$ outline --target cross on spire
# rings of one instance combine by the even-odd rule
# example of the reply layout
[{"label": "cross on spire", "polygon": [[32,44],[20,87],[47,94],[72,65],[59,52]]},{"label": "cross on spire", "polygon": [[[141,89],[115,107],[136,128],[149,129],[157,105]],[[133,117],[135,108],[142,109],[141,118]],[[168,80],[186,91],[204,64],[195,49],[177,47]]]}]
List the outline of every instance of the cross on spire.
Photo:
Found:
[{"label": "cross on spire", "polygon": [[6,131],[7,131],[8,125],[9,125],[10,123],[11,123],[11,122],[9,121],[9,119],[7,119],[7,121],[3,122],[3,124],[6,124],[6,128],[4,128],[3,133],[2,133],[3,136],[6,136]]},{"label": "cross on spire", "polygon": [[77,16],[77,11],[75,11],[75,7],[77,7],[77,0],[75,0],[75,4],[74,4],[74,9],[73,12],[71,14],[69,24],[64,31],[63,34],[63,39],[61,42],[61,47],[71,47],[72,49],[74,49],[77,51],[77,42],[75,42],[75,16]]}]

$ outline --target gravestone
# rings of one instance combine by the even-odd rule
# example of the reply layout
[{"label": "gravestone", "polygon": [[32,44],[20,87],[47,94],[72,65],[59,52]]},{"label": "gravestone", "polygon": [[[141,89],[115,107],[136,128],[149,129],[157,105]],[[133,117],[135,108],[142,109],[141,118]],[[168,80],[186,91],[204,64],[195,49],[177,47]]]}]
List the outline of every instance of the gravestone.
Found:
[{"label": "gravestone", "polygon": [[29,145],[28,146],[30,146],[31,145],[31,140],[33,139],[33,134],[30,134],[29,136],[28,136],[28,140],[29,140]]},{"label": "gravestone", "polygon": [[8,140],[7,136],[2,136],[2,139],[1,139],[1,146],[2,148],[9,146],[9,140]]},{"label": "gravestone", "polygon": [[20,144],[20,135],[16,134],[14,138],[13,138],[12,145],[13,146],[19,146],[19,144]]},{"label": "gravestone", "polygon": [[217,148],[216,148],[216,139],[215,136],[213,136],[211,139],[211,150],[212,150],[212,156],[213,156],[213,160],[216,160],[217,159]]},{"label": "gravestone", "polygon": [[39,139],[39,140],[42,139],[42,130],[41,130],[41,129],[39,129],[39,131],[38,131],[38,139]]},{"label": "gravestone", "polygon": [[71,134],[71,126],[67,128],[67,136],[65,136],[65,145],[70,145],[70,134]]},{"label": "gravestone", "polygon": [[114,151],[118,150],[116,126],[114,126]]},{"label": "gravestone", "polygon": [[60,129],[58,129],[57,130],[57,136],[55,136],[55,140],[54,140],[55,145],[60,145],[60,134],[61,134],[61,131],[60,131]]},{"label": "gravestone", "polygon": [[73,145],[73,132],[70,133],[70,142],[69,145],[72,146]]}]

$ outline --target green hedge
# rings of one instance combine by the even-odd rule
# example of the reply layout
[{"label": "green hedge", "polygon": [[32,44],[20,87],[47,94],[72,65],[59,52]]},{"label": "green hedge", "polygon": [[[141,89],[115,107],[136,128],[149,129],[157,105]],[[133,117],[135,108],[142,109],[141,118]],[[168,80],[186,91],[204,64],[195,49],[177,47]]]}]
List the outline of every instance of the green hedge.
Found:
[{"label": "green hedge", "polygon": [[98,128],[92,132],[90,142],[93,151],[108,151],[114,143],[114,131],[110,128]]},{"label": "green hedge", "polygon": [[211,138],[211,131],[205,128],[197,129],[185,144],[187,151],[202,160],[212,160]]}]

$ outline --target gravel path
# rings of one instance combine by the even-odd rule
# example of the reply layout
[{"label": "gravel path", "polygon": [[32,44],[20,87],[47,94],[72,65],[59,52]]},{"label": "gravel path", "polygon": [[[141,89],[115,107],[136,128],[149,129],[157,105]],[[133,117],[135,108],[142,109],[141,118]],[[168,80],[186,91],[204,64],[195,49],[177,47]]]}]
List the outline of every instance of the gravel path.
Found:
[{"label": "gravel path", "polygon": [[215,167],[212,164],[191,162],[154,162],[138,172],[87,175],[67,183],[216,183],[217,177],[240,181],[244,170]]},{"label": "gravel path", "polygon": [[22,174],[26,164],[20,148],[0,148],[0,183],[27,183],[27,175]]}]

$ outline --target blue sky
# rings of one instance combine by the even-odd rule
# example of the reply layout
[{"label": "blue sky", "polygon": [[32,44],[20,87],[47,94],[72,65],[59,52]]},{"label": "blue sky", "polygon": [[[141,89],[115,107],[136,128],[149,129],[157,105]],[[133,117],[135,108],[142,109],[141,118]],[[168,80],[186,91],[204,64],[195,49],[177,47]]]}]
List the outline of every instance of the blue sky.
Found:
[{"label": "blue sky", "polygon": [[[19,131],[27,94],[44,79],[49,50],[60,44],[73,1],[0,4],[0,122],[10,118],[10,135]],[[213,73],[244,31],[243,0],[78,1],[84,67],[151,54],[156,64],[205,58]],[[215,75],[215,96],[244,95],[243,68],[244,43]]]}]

+ + + +

**Written task**.
Each entry above is to be printed again exactly.

**Response**.
$ outline --target cross on spire
# rings of one instance combine by the even-odd rule
# example of the reply layout
[{"label": "cross on spire", "polygon": [[32,44],[20,87],[47,94],[72,65],[59,52]]},{"label": "cross on spire", "polygon": [[[141,89],[115,107],[136,128],[149,129],[157,105]],[[133,117],[135,108],[142,109],[141,118]],[[168,80],[186,91],[204,64],[195,49],[177,47]]]}]
List the outline of every instance of the cross on spire.
Photo:
Found:
[{"label": "cross on spire", "polygon": [[6,131],[7,131],[8,125],[9,125],[10,123],[11,123],[11,122],[9,121],[9,119],[7,119],[7,121],[3,122],[3,124],[6,124],[6,128],[4,128],[3,133],[2,133],[3,136],[6,136]]},{"label": "cross on spire", "polygon": [[77,16],[77,11],[75,11],[75,7],[77,7],[77,0],[75,0],[75,4],[74,4],[74,9],[73,12],[71,14],[69,24],[64,31],[63,34],[63,39],[61,42],[61,47],[71,47],[72,49],[74,49],[77,51],[77,42],[75,42],[75,16]]}]

$ outline --target gravestone
# rings of one instance combine by the even-odd rule
# example of the reply layout
[{"label": "gravestone", "polygon": [[32,44],[20,87],[47,94],[72,65],[59,52]]},{"label": "gravestone", "polygon": [[[141,89],[115,107],[136,128],[149,129],[157,105]],[[133,117],[135,108],[142,109],[141,118]],[[168,80],[186,91],[204,64],[195,49],[177,47]]]}]
List the outline of every instance of the gravestone.
Found:
[{"label": "gravestone", "polygon": [[29,145],[28,146],[30,146],[31,145],[31,140],[33,139],[33,134],[30,134],[29,136],[28,136],[28,140],[29,140]]},{"label": "gravestone", "polygon": [[8,140],[7,136],[2,136],[2,139],[1,139],[1,146],[2,148],[9,146],[9,140]]},{"label": "gravestone", "polygon": [[20,144],[20,135],[16,134],[14,138],[13,138],[12,145],[13,146],[19,146],[19,144]]},{"label": "gravestone", "polygon": [[217,148],[216,148],[216,139],[215,136],[213,136],[211,139],[211,150],[212,150],[212,156],[213,156],[213,160],[216,160],[217,159]]},{"label": "gravestone", "polygon": [[39,139],[39,140],[42,139],[42,130],[41,130],[41,129],[39,129],[39,131],[38,131],[38,139]]},{"label": "gravestone", "polygon": [[71,134],[71,126],[67,128],[67,136],[65,136],[65,145],[70,145],[70,134]]},{"label": "gravestone", "polygon": [[114,151],[118,150],[116,126],[114,126]]},{"label": "gravestone", "polygon": [[60,129],[58,129],[57,130],[57,136],[55,136],[55,140],[54,140],[55,145],[60,145],[60,134],[61,134],[61,131],[60,131]]},{"label": "gravestone", "polygon": [[73,145],[73,132],[70,133],[70,142],[69,145],[72,146]]}]

$ outline --target green hedge
# rings of one instance combine by the even-odd rule
# example of the reply layout
[{"label": "green hedge", "polygon": [[32,44],[20,87],[47,94],[72,65],[59,52]]},{"label": "green hedge", "polygon": [[[141,89],[115,107],[136,128],[149,129],[157,105]],[[133,117],[135,108],[142,109],[141,118]],[[168,80],[186,91],[204,64],[195,49],[177,47]]]}]
List the outline of every instance of the green hedge.
Found:
[{"label": "green hedge", "polygon": [[98,128],[92,132],[90,142],[93,151],[108,151],[114,143],[114,131],[110,128]]},{"label": "green hedge", "polygon": [[211,138],[211,131],[205,128],[197,129],[185,144],[187,151],[202,160],[212,160]]}]

$ outline --target gravel path
# rings of one instance combine by the even-odd rule
# example of the reply layout
[{"label": "gravel path", "polygon": [[32,44],[20,87],[47,94],[72,65],[59,52]]},{"label": "gravel path", "polygon": [[[141,89],[115,107],[136,128],[149,129],[157,105]],[[133,117],[135,108],[142,109],[141,118]],[[168,80],[186,91],[204,64],[195,49],[177,47]]]}]
List the outline of every instance of the gravel path.
Found:
[{"label": "gravel path", "polygon": [[215,167],[212,164],[191,162],[154,162],[138,172],[87,175],[67,183],[216,183],[217,177],[240,181],[244,170]]},{"label": "gravel path", "polygon": [[22,174],[26,164],[20,148],[0,148],[0,183],[27,183],[27,175]]}]

$ outline --target blue sky
# rings of one instance combine by the even-odd rule
# example of the reply layout
[{"label": "blue sky", "polygon": [[32,44],[20,87],[47,94],[72,65],[59,52]]},{"label": "blue sky", "polygon": [[[141,89],[115,107],[136,128],[149,129],[157,105]],[[133,117],[135,108],[142,109],[141,118]],[[168,80],[186,91],[204,64],[195,49],[177,47]]]}]
List the outline of every instance of the blue sky.
Found:
[{"label": "blue sky", "polygon": [[[19,131],[27,94],[44,79],[49,50],[60,44],[73,1],[0,4],[0,122],[10,118],[10,135]],[[213,73],[244,31],[243,0],[78,1],[84,67],[151,54],[156,64],[205,58]],[[215,75],[215,96],[244,95],[243,68],[244,43]]]}]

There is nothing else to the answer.